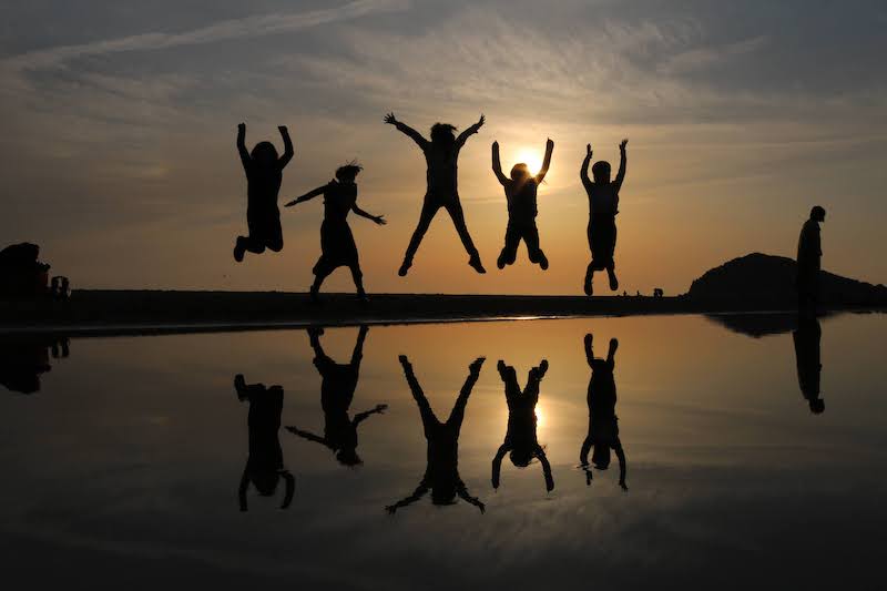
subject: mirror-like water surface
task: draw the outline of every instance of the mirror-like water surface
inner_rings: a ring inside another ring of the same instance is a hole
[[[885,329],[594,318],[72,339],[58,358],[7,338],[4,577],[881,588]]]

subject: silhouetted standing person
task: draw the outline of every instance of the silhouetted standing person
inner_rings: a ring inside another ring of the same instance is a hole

::::::::

Problem to work on —
Please reproduce all of the data above word for word, leaving out the pictures.

Finished answer —
subject: mirror-like water surface
task: draw the outline of every instance of the mirror-like water surface
inner_rings: a ring inside another ring of the same instance is a hole
[[[885,329],[594,318],[72,339],[58,358],[7,338],[4,577],[881,588]]]

subject: silhouetted standing person
task: draw the outline of every instance of the silhouetted standing person
inner_rings: a ring inside another ring of the same instance is a hole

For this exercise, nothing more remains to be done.